The hares were pretty easy to find, though there were fewer than on previous visits, something confirmed by a local birder I spoke with, who had been witness to one of the many organised shoots of these mammals, something he said was a harrowing sight. I'm glad I didn't see it. But the shooting estates in the area manage almost all the wildlife that lives on their land, and hares breed rapidly without foxes to naturally control their numbers, so the gamekeepers see fit to cull them too.

One of the positives, if such a comment can be made from this management, is that without ground predators, and the abundance of game-birds that shall we say, aren't the best at crossing roads safely, these estates and surrounding farms are now excellent areas for ground-nesting birds to thrive, and also for birds of prey to find food.

The number of red kites, a bird known for its ability to clean our lanes of roadkill, has grown enormously, and whereas before when a large raptor was spotted from afar, it'd almost certainly be either a buzzard or marsh harrier, now a third option is on the cards. And to help prevent these raptors from becoming statistics for road casualties themselves, the land managers and locals often move the roadkill away from danger and into the adjacent fields.

One does wonder though, when the number of these raptors reaches a point where the land managers / gamekeepers will need to control their numbers too, via a hushed licence from Natural England or by other means...

But in the meantime, I was just enjoying the sight of so many birds of prey quartering over the fields each day.

Often, if I spotted a pair of marsh harriers swooping down into a crop field, and rape seed seemed a popular choice for nest sites, then I would also see perhaps a second or even third pair using the same field.

And it was interesting to see that marsh harriers, like red kites and buzzards, are quite content to walk about the fields in search of food if necessary. Too far for images, I watched all three species pottering around one field, like a meeting of raptors to discuss the fine weather, perhaps.

Closer to me, and well within range of my camera were the hares. Early on in the week, when the vegetation was damp from overnight showers or a heavy dew, the hares would look bedragged. But the males at least, had no time for personal grooming - they were on a mission to chase down females, and if not in direct pursuit, they could be seen following scent-trails around the meadows, sometimes comically going round in circles before picking up where the trail led.

I even managed to get some X-rated views of a pair that mated several times, before she kicked him into the air and bolted off at pace!

While I had some close encounters from my car with the hares, the closest was on one morning, when I was watching a barn owl. More on that shortly, but unbeknown to me, where I had chosen to stand was right beside a route used by the hares for crossing fields, and squeezing under a fence. Dressed in some camo, and remaining dead still, I had not been spotted by the owl, nor it would appear, the local hares, and a rustling sound from by my feet made me glance down at the ground.

Sniffing my ankles, was a brown hare. I didn't move a muscle, though stifling the grin from forming on my face was tricky. The hare tilted its head to one side, to look up at the rest of me, then ambled very slowly out of the hedge. It paused again, to have another look at this unusual sight, before climbing under the wire fence, and off into the field. It was only then that I allowed the huge smile to form on my face!

[Source data]
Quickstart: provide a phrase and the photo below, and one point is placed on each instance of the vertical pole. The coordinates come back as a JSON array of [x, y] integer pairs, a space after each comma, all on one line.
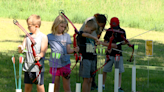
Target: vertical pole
[[78, 87], [116, 76], [100, 82], [134, 71], [51, 87]]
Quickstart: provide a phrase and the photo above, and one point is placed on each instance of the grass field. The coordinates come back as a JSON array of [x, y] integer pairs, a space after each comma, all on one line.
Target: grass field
[[143, 14], [11, 36]]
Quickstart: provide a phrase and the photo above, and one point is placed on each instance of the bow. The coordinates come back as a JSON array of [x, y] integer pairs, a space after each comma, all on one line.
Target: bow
[[109, 47], [33, 50], [123, 37], [77, 58]]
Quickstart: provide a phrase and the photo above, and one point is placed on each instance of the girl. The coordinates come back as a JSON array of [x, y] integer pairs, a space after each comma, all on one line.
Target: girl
[[59, 42]]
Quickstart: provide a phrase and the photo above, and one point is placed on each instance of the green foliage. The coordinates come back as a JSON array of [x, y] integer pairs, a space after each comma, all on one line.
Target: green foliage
[[144, 14]]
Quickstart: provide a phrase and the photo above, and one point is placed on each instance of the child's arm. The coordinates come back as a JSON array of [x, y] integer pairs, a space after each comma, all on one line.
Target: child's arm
[[44, 46], [22, 47]]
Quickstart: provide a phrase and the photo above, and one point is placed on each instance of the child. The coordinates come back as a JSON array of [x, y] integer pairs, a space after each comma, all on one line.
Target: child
[[59, 42], [34, 22], [87, 48], [117, 38], [100, 21]]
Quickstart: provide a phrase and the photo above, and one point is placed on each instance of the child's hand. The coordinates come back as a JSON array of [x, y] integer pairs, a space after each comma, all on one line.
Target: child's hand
[[76, 49], [20, 49], [37, 58]]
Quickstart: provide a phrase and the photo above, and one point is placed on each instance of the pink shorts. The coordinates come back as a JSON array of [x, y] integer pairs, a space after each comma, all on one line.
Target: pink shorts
[[60, 71]]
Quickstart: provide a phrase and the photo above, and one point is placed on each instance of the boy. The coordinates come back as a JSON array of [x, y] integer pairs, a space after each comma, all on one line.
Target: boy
[[87, 48], [34, 22], [100, 21], [117, 38]]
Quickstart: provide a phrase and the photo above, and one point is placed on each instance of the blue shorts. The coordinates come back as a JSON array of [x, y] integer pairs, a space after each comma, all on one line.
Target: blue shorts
[[87, 67], [28, 79]]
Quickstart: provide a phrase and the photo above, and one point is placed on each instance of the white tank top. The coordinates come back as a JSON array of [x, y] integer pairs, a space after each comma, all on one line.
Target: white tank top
[[29, 60]]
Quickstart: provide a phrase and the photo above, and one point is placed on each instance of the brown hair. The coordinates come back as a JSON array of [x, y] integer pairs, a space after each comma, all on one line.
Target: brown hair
[[34, 20], [59, 19], [91, 23], [100, 18]]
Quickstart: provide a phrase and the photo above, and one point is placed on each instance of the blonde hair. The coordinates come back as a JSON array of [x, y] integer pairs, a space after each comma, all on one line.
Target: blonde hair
[[34, 20], [59, 19]]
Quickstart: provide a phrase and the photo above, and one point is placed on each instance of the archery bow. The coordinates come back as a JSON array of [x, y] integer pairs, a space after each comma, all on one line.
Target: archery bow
[[77, 58], [109, 47], [33, 50]]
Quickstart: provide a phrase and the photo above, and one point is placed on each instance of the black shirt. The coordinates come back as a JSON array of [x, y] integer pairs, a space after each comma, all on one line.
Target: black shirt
[[86, 46]]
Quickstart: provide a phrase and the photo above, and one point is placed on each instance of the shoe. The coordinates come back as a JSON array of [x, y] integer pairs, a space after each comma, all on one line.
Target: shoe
[[120, 90]]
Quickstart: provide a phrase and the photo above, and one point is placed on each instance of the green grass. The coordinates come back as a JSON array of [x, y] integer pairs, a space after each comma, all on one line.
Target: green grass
[[11, 36], [143, 14]]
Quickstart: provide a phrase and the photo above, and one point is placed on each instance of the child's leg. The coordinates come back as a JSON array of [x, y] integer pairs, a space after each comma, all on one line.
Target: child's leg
[[86, 87], [66, 84], [57, 84], [40, 88], [28, 88]]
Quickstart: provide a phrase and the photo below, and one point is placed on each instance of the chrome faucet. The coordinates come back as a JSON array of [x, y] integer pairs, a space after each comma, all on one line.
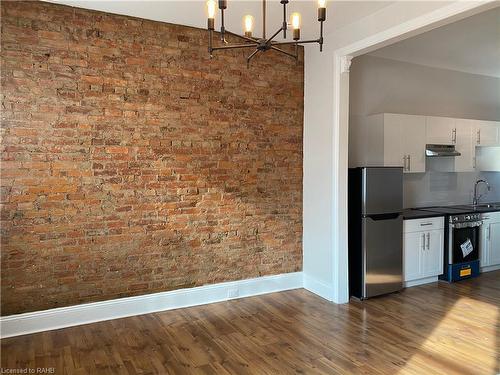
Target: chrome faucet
[[476, 199]]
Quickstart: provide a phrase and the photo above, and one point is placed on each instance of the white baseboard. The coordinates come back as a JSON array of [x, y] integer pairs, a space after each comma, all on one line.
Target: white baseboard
[[490, 268], [319, 288], [425, 280], [38, 321]]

__TASKS FOR THIS EXERCISE__
1. Decide whether each statement below agrees with the account of hares and birds of prey. Answer yes or no for each, quoting the words from the account that settle it.
(a) The local birder described an organised hare shoot as a harrowing sight.
(b) Marsh harriers search for food only from the air.
(c) Land managers and locals often move roadkill into the adjacent fields.
2. Please state which crop, according to the account of hares and birds of prey, seemed a popular choice for marsh harrier nest sites.
3. Resume the account of hares and birds of prey from where it stops.

__OUTPUTS__
1.
(a) Yes: "something he said was a harrowing sight"
(b) No: "marsh harriers, like red kites and buzzards, are quite content to walk about the fields in search of food if necessary"
(c) Yes: "the land managers and locals often move the roadkill away from danger and into the adjacent fields"

2. Rape seed.

3.
And the same thing happened several times that morning, as more hares crept through the hedge beside me. Alas I was only armed with my 500mm lens, and didn't want to move too much in case I spooked the barn owl hunting nearby.

As is so often the case, finding barn owls involves chance encounters. Sure, I know of territories of these ghostly hunters around the area, but some are more fruitful than others each time I visit. One morning, as I navigated the twisty main road from the village where we were staying, I clocked a barn owl perched on a post beside the road. Great you might think. Unfortunately it was between two blind bends, on a short stretch of the road, in a 60mph limit. And there was nowhere safe to park.

I drove past, turned round, returned and parked up past it, at the entrance to a field. Switching off the engine I listened. Silence in terms of traffic, so I chanced it. Typically, the owl refused to look in my direction and no sooner had I parked, it flew away. I didn't wait for it to return!

And on another morning, I spotted one hunting beside some woods, and there was somewhere safe to park up. I grabbed my gear and waited, but it had vanished. I scanned the fields, the woods, and even the roadside with my bins, but no sign of it. Bizarre, so I packed up my camera, turned round and sighed as the barn owl flew right past me, and off into the woods.

But my luck would change for the better, and late afternoon, I saw a familar white bird flying along another road, allowing me to follow, at a safe distance to watch where it went. Turned out that there was a pair using some rough meadows for hunting grounds, and there was sufficient cover for me to use to watch them without disturbance.

My fortune seemed to waiver over the initial encounters. I had some good luck when one of the pair started to use a line of fence posts to perch up on, and it landed pretty close to me. But there were small stalks of dead wildflowers between us, so the closest images weren't ideal. Still, it looked gorgeous on the posts further away.

Another occasion, the owl spent over an hour at the far end of the meadow hunting, and didn't seem like it would ever come closer. So I chose to move, and hadn't gone more than 20 metres when the owl suddenly appeared at speed, and flew right past me, to perch up on a post right beside where I'd just left!

But persistence often yields results, and where I had been watching the hares chase, I would have a close encounter of the barn owl kind. Using another line of fence posts, the owl was perching up and watching for movement. Then it flew closer to me, and I chose not to take an image of the owl in flight, hoping it might land closer if I didn't give my location away. It did.

The light was golden, with barely a breath of wind. The owl looked stunning, and was looking right down my lens. I cautiously took a shot. The owl continued to study me, but didn't seem bothered. It looked away, and back to the ground around the post it was perched upon. I took some more images. Then it took flight, and landed even closer!

Now, I have been photographing wildlife for way over a decade, and while I wouldn't say that I'm numb to such encounters, I would like to think that I can keep a lid on my buzz of excitement having been there, done that, got the printed t-shirt. But this experience reignited the flame again, and I had to adjust my stance to stop me from shaking. The owl still didn't seem to notice me, and continued to scan the area for movement or sounds.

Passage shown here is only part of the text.